Stated task: Reproduce each of the following records word for word, keeping every line exactly as it appears.

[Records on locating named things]
▽

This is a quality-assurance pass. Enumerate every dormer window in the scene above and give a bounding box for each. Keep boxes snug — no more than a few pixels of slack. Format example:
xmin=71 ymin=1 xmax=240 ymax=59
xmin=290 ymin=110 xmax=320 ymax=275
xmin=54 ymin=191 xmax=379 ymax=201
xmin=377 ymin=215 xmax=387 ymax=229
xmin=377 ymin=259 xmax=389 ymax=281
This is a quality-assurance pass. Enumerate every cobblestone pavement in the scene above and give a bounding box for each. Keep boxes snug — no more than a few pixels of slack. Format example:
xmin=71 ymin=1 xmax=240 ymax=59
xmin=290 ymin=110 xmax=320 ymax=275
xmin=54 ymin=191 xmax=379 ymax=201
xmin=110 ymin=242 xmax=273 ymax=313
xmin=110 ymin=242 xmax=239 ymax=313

△

Task answer:
This is a quality-assurance pass. Enumerate every dormer window in the scene above and give a bounding box for each. Keep boxes snug — no more than a few pixels of slack. Format example:
xmin=71 ymin=1 xmax=240 ymax=59
xmin=290 ymin=110 xmax=320 ymax=275
xmin=54 ymin=191 xmax=379 ymax=201
xmin=377 ymin=215 xmax=387 ymax=229
xmin=377 ymin=259 xmax=389 ymax=281
This is a quality-assurance pass. Enumerate every cobblestone pavement in the scene above and give a bounding box for each. Keep boxes snug — no more than a few pixels of slack. Format example:
xmin=71 ymin=1 xmax=240 ymax=59
xmin=290 ymin=110 xmax=320 ymax=275
xmin=54 ymin=191 xmax=379 ymax=201
xmin=110 ymin=242 xmax=273 ymax=313
xmin=110 ymin=242 xmax=239 ymax=313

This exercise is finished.